* **REQUIRED ACTIONS**
A. The thread below is about supporting SQL window functions. Give the author and posting timestamp of each comment in it, in order.
B. Continue the SQL window functions thread below, picking up after its final line.
━━━━━ EXCERPTED TEXT ━━━━━
Support SQL window functions #213

benesch · 2019-07-24T19:32:48Z

Add support for SQL window functions: https://en.wikipedia.org/wiki/SQL_window_function

Window functions are incredibly powerful but also incredibly complicated to support. We can spec this issue out further once we have customer requests.

brianbruggeman · 2020-07-30T03:01:09Z

I think the lack of support for the windowing functions is a show stopper for me.

My use-case, if you'll indulge a little..

I have a stream of Kafka data that I want to annotate with batched data and then create a ranked order based on a scoring algorithm. In this use-case, I explicitly only care about the most recently streamed kafka data (let's put this at about 30k updates per second) grouped by a single field and I want to join to several tables (they all vary in size, but the largest is about 30 million rows). The join is all really well defined and sort of boring, but it starts with a mechanism for windowing the Kafka stream. From a streaming perspective, I think windowing is a critical feature as there are more than a few use-cases we already employ to window our data to reduce it so that it's both relevant and can be transformed within a reasonable time.

benesch · 2020-07-30T03:20:28Z

What are the particular window functions that you need? Can you share specific queries or query fragments? From your description it seems like perhaps you need what's described in #978, rather than window functions.

brianbruggeman · 2020-07-30T14:17:10Z

#978 is definitely one of our use cases. We'd like to have a 5 minute aggregation window so we can identify anomalies in one of our kafka streams.

However, the use-case I'm using to evaluate Materialize would require a window function. I have a stream of essentially log data of transition states and I need the last transition. I care much less of when that log was received and much more that I have captured the most recent value, though I suspect a timeout of when the data is no longer valid might be reasonable. So it's not merely a window of +/- time. There is a mode of a kafka stream that allows for this explicit kind of use-case and I believe they call it a K-table. I really want that last update to be persistent for an extended time relative to the data stream.

Using a psuedo-schema like this:

{
  "originating-id": "uuid-string", 
  "timestamp": "iso8601 value",  
  "metadata01": "uuid used as a lookup with later table joins"
}

Here's a simplified example of the data:

["a", "2020-07-30T11:51:27+00:00", "123"]
["b", "2020-07-30T11:49:22+00:00", "123"]
["a", "2020-07-30T12:03:41+00:00", "456"]

@12:00 utc, I expect to have the following persisted and available through a SELECT:

["a", "2020-07-30T11:51:27+00:00", "123"]
["b", "2020-07-30T11:49:22+00:00", "123"]

@12:04 utc, I expect to have the following persisted and available through a SELECT:

["a", "2020-07-30T12:03:41+00:00", "123"]
["b", "2020-07-30T11:49:22+00:00", "123"]

Assuming there were no extra changes, I'd expect those values to persist indefinitely (or persistent until a timeout occurs). And to throw one more thing in here, I want a way of removing the data with more data:

A new event:

["b", "2020-07-30T12:07:15+00:00", null]

And now the persisted state @12:08 only includes the one entry:

["a", "2020-07-30T12:03:41+00:00", "123"]

Edit: I realize that I didn't explicitly identify the postgres windowing functions...
━━━━━ DATASET RECORDS ━━━━━
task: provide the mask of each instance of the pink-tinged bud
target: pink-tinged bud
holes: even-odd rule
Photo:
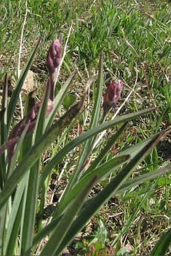
[[[103,114],[105,116],[121,97],[123,82],[120,80],[112,81],[107,87],[103,99]]]
[[[59,66],[62,55],[62,46],[58,39],[53,40],[49,48],[47,58],[47,68],[50,74],[53,74]]]

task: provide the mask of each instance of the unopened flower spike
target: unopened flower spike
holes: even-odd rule
[[[106,116],[121,97],[123,82],[120,80],[112,81],[107,87],[103,99],[103,115]]]
[[[47,68],[51,75],[60,64],[62,56],[62,46],[58,39],[53,40],[47,54]]]

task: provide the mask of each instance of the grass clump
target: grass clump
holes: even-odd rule
[[[170,6],[160,4],[1,3],[2,254],[166,253]],[[18,121],[30,69],[39,88]]]

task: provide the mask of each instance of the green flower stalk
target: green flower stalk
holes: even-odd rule
[[[120,80],[112,81],[107,87],[103,99],[103,116],[105,117],[121,97],[123,82]]]

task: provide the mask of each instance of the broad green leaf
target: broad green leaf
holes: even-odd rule
[[[68,78],[65,83],[62,86],[59,92],[57,93],[54,100],[54,110],[49,114],[49,117],[47,118],[46,123],[47,124],[47,127],[48,128],[52,123],[53,119],[56,115],[56,112],[62,103],[63,100],[68,91],[69,86],[70,86],[72,80],[75,76],[77,73],[77,70],[75,70],[72,74],[71,74]]]
[[[100,182],[103,179],[110,175],[111,173],[122,165],[126,161],[127,161],[129,158],[129,155],[114,157],[92,170],[91,172],[89,172],[87,174],[85,173],[78,183],[66,195],[65,197],[62,197],[56,211],[54,213],[53,217],[57,217],[63,212],[63,210],[67,208],[72,200],[74,199],[74,197],[81,189],[81,188],[95,175],[98,176],[97,183]]]
[[[4,188],[0,194],[0,210],[2,209],[27,171],[36,162],[42,153],[47,149],[56,136],[61,133],[65,127],[77,114],[82,105],[83,100],[84,99],[82,99],[71,108],[38,139],[24,156],[13,174],[7,180]]]
[[[140,175],[137,177],[131,179],[130,181],[125,182],[120,188],[117,190],[113,195],[117,195],[120,193],[122,193],[126,190],[131,189],[132,187],[136,187],[146,181],[156,178],[161,175],[163,175],[171,171],[171,164],[168,164],[165,167],[160,168],[155,172],[151,172],[148,173],[144,174],[142,175]],[[94,198],[91,198],[86,201],[84,205],[85,206],[89,203],[89,202]],[[58,222],[59,220],[61,218],[61,215],[57,218],[55,218],[50,223],[47,225],[43,229],[42,229],[33,239],[33,246],[35,245],[37,243],[41,240],[43,237],[45,237],[47,235],[49,234],[54,228],[56,224]]]
[[[59,161],[60,161],[62,158],[66,155],[66,154],[69,153],[71,150],[72,150],[79,144],[86,141],[86,140],[89,138],[91,138],[94,135],[96,135],[104,130],[107,130],[107,129],[113,127],[121,123],[124,123],[131,120],[133,120],[134,119],[139,117],[141,115],[149,113],[151,111],[153,111],[157,108],[152,107],[149,109],[138,111],[138,112],[134,112],[133,113],[128,114],[127,115],[121,116],[121,117],[115,118],[113,120],[109,121],[108,122],[104,123],[99,125],[98,126],[94,127],[91,130],[85,132],[79,137],[77,137],[75,139],[72,140],[72,141],[63,147],[63,148],[62,148],[60,151],[56,154],[56,155],[48,162],[48,163],[45,166],[40,178],[40,187],[41,188],[41,186],[43,184],[44,181],[46,180],[46,177],[49,175],[50,170],[52,169],[53,166],[55,165],[55,164],[56,164],[58,162],[59,162]],[[142,143],[142,145],[146,145],[147,142],[148,141],[148,140],[147,140],[147,141],[145,141]],[[141,148],[142,148],[142,145],[141,145]],[[122,155],[124,154],[131,154],[132,157],[132,156],[133,157],[133,155],[136,154],[137,153],[137,149],[139,149],[139,147],[140,145],[139,145],[136,147],[135,147],[133,148],[132,152],[131,151],[131,148],[129,148],[127,150],[122,151],[121,153],[120,153],[119,155]],[[130,151],[130,153],[129,151]]]
[[[97,177],[95,176],[75,196],[75,200],[63,214],[58,224],[55,227],[54,232],[43,248],[40,255],[59,254],[58,248],[61,244],[62,246],[63,239],[76,217],[91,189],[96,182],[96,179]],[[62,249],[64,249],[64,247]]]
[[[101,104],[102,98],[103,83],[103,54],[101,53],[98,73],[98,79],[97,82],[97,89],[96,90],[96,97],[95,102],[94,103],[94,108],[92,112],[91,120],[90,124],[90,130],[96,127],[99,119],[99,113],[101,110]],[[87,140],[83,145],[81,153],[79,157],[79,160],[77,162],[75,169],[72,174],[72,175],[69,180],[69,183],[64,192],[64,194],[67,194],[72,188],[75,182],[77,182],[81,176],[82,167],[84,165],[87,159],[91,153],[93,147],[94,138],[93,137],[90,138]]]
[[[68,233],[60,246],[58,252],[61,252],[62,248],[66,246],[76,235],[77,233],[83,228],[87,221],[97,212],[99,209],[105,202],[109,199],[125,182],[126,179],[133,172],[135,168],[144,157],[149,153],[150,151],[157,144],[159,140],[164,135],[171,131],[167,129],[156,134],[150,139],[148,143],[143,147],[141,150],[134,157],[130,162],[126,164],[120,173],[113,178],[111,182],[104,190],[100,192],[97,196],[94,197],[92,200],[82,209],[77,219],[75,219]]]

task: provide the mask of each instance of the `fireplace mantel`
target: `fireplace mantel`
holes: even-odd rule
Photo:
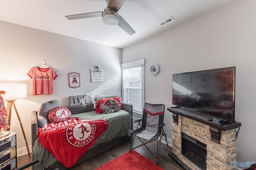
[[[172,149],[168,155],[184,169],[198,167],[182,154],[182,133],[207,145],[207,170],[231,170],[235,160],[235,129],[241,126],[239,122],[221,125],[208,120],[217,117],[181,108],[168,108],[172,113]]]
[[[178,124],[178,122],[175,122],[175,121],[176,120],[178,121],[178,119],[177,119],[178,115],[180,115],[222,131],[236,129],[241,126],[241,123],[237,122],[223,125],[216,123],[210,121],[208,119],[217,117],[181,107],[168,108],[167,110],[172,113],[172,117],[174,117],[174,123],[176,124]]]

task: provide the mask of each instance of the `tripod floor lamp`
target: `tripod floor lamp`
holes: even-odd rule
[[[12,106],[14,108],[16,114],[20,122],[20,125],[21,127],[22,133],[23,133],[23,137],[25,139],[27,150],[28,156],[30,158],[30,154],[29,152],[28,146],[28,142],[25,135],[24,129],[22,124],[20,121],[20,116],[17,110],[16,106],[15,105],[15,101],[18,99],[25,98],[27,97],[27,85],[26,84],[0,84],[0,90],[3,90],[5,91],[5,94],[3,95],[2,96],[4,100],[7,102],[7,119],[8,119],[8,125],[7,127],[6,130],[9,131],[11,126],[11,115],[12,115]]]

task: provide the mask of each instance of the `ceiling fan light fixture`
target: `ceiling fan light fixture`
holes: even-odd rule
[[[108,25],[116,25],[119,22],[119,15],[112,10],[106,10],[102,15],[103,22]]]

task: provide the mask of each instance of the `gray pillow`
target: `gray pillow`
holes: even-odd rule
[[[43,103],[41,105],[37,113],[37,123],[38,126],[42,127],[47,123],[50,122],[48,118],[49,112],[52,109],[60,106],[57,100],[52,100]]]

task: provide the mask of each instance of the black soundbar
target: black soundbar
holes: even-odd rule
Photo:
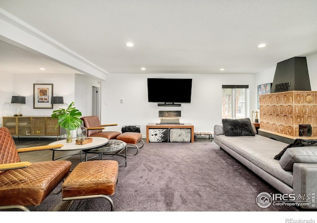
[[[182,104],[174,104],[174,103],[158,103],[158,106],[165,106],[165,107],[180,107]]]

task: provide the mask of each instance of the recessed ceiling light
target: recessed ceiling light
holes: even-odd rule
[[[267,45],[266,44],[261,44],[258,45],[258,47],[259,48],[262,48],[263,47],[265,47]]]
[[[125,46],[129,47],[134,47],[134,44],[131,42],[128,42],[125,43]]]

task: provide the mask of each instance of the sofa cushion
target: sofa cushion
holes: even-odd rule
[[[285,170],[293,171],[295,163],[317,164],[317,146],[290,148],[279,161],[281,167]]]
[[[309,140],[305,139],[296,139],[294,140],[290,144],[288,145],[285,148],[280,152],[278,154],[274,157],[274,160],[279,160],[283,156],[283,154],[285,152],[288,148],[292,147],[299,147],[302,146],[317,146],[317,140]]]
[[[273,159],[275,154],[287,145],[286,143],[259,135],[239,137],[219,135],[215,137],[214,142],[225,146],[273,177],[292,186],[293,172],[283,169],[278,161]]]
[[[222,125],[226,136],[255,135],[251,121],[249,118],[236,119],[223,118]]]

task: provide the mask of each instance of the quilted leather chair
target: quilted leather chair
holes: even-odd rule
[[[8,129],[0,127],[0,209],[41,204],[68,174],[67,161],[21,162],[19,152],[61,148],[62,145],[16,149]]]
[[[100,123],[99,118],[97,115],[86,116],[81,117],[84,121],[84,126],[87,129],[87,137],[99,137],[116,139],[121,132],[115,131],[103,131],[106,126],[113,126],[117,124],[103,124]]]

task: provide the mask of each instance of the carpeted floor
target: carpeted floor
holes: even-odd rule
[[[73,167],[79,161],[78,156],[68,160]],[[263,192],[278,193],[213,142],[146,143],[137,155],[128,157],[127,167],[119,167],[111,198],[116,212],[299,211],[292,207],[259,207],[256,198]],[[59,194],[30,209],[62,211],[68,203],[61,201]],[[75,201],[70,209],[109,210],[102,198]]]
━━━━━
* **ANSWERS PROVIDED**
A.
benesch · 2019-07-24T19:32:48Z
brianbruggeman · 2020-07-30T03:01:09Z
benesch · 2020-07-30T03:20:28Z
brianbruggeman · 2020-07-30T14:17:10Z

B.
In this specific example, I would have used last_value: https://www.postgresql.org/docs/12/functions-window.html

frankmcsherry · 2020-07-30T15:56:05Z

Just a quick thought about this example; I may have overfit to it. What you are describing looks like an "upsert", where there is a key, and a payload that either has data or a null. Materialize can handle upserts on ingestion, using the UPSERT envelope. It has some constraints, for example it uses the Kafka key (this roughly tracks their recommendation for key-based compaction) and isn't a window function that you can use in SQL.

Window functions done generally are a bit of a trick to support well incrementally (possible, but painful afaict). At the same time, some large fraction of uses of window functions can be handled by other idioms (a 5 minute sliding window, for example, can be effected by retracting each input record 5 minutes after you insert it).

At the moment, I think we are trying to learn about whether it is a better strategy to try to pilot users of window functions to more efficient idioms (a certain type of work), and which use cases remain once we've done that.

oaosman84 · 2020-12-24T21:36:27Z

To add another use case in here, imagine a stream of transactions in financial accounts, where there's a running balance of all transactions up to and including the current one.

With a PostgreSQL window function, this could be as easy as.

SELECT
         id,
	date,
	amount,
	account_id,
	sum(amount) OVER (PARTITION BY account_id ORDER BY created_at ASC) as running_balance
FROM
	transaction
ORDER BY
	created_at ASC
LIMIT 10;

There are other ways to maintain/derive that running balance but it's a breeze with window functions.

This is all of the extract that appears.